• _WORK TASK_
Each line that contains the word "front" counts once; give the total for the records below and nothing else.

• _DATA IN THIS EXERCISE_
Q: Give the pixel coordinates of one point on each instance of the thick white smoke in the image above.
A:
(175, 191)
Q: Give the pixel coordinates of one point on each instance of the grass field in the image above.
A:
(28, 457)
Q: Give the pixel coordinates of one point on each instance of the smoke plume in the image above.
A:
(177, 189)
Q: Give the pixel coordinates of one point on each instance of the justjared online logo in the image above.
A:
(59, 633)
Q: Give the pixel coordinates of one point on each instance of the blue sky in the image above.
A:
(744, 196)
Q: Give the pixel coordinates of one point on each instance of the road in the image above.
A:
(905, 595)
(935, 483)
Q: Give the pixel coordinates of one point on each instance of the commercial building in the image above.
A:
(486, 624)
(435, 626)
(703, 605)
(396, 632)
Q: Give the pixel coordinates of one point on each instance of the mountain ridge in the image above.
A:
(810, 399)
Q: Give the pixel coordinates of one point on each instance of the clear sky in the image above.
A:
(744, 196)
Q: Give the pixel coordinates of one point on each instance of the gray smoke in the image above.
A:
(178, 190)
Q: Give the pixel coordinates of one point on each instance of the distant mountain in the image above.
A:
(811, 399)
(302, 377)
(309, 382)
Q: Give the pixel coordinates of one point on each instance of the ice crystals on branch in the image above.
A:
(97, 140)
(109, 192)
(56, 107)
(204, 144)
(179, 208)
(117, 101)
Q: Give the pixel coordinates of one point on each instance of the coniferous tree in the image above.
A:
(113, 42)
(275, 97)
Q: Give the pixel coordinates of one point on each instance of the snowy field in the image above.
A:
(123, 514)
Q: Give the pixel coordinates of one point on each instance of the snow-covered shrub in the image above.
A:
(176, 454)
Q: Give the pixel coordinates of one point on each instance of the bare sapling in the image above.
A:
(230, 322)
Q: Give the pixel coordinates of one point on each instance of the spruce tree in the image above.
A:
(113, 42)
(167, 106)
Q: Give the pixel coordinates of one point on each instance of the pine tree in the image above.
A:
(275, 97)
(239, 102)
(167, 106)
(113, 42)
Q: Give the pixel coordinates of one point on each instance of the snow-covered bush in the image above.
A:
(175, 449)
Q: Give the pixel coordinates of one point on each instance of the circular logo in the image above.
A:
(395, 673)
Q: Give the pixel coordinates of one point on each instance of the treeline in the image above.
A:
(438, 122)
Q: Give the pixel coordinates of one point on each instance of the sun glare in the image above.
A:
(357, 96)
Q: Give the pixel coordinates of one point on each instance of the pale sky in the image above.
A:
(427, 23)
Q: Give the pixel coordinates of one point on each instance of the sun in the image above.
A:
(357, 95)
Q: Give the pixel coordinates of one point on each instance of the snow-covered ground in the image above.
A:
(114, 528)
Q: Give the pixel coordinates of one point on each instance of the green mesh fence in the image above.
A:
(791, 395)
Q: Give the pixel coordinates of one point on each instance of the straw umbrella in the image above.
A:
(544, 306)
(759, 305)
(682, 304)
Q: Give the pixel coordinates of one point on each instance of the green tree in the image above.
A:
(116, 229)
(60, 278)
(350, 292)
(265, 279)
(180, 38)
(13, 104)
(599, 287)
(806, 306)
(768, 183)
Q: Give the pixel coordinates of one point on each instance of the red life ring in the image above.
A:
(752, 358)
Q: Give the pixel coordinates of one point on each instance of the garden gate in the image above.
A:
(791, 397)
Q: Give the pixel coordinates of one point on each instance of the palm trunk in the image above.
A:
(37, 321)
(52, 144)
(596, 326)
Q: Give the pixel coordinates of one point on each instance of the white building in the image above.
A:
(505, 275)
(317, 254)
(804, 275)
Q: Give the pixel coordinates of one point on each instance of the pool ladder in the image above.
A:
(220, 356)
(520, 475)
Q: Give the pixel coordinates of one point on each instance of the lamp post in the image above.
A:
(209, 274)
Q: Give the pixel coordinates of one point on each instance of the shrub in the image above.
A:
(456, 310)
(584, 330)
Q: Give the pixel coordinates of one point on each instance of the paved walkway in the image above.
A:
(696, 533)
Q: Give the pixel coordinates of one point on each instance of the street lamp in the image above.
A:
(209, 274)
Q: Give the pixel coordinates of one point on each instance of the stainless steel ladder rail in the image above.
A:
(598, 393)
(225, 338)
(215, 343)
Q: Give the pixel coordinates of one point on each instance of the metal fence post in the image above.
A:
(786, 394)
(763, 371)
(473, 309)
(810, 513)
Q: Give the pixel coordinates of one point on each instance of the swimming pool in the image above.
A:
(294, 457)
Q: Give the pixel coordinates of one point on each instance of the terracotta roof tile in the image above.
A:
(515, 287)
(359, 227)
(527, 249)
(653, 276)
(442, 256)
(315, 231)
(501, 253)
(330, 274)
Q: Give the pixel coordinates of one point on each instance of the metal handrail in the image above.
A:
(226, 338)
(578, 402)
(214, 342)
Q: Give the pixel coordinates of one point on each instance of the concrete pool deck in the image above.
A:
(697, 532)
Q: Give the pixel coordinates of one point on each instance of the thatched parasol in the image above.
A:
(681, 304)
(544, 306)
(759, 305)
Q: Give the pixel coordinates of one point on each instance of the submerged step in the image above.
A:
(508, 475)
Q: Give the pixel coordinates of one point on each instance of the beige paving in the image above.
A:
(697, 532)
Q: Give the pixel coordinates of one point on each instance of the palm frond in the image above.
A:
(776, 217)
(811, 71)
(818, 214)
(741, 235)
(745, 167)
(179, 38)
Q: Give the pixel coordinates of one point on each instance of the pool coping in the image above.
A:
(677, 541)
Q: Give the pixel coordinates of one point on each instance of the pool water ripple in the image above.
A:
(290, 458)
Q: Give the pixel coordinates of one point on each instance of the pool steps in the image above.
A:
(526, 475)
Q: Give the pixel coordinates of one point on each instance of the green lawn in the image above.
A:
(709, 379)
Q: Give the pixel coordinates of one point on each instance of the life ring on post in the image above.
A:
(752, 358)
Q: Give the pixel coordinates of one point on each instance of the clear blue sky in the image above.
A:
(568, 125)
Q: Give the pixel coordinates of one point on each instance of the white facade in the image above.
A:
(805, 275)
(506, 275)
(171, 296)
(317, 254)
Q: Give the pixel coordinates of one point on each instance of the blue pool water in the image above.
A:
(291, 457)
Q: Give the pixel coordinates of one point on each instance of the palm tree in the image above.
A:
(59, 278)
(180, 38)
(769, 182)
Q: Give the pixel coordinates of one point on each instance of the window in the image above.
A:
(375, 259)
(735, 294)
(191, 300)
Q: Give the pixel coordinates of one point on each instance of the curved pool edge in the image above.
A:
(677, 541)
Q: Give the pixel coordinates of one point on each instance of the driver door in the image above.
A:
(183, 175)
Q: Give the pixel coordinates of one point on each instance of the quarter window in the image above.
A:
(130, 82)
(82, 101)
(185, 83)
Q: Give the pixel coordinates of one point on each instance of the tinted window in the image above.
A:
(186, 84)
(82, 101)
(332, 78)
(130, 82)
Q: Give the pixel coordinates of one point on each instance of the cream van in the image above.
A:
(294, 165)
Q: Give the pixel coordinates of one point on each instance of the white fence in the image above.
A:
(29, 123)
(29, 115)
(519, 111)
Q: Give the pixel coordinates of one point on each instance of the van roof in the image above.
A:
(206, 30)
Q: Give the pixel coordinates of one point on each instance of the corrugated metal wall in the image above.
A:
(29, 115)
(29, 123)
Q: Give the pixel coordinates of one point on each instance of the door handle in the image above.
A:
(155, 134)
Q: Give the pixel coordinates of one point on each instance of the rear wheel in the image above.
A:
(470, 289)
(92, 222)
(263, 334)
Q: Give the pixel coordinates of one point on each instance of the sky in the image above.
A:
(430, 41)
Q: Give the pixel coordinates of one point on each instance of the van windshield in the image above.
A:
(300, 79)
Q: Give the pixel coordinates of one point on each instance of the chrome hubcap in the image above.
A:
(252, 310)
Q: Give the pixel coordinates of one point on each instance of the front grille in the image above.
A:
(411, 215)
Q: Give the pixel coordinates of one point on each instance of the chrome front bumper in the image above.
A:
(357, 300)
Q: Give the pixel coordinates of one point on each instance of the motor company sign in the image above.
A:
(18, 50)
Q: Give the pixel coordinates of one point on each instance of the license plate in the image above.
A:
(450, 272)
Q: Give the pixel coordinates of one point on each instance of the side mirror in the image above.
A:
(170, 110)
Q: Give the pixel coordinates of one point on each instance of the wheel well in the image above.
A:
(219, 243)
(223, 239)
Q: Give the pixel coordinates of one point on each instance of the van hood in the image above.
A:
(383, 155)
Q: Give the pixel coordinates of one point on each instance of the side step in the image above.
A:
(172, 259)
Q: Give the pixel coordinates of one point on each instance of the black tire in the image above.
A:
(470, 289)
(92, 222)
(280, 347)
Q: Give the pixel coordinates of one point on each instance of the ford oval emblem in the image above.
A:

• _PROBLEM SOLUTION_
2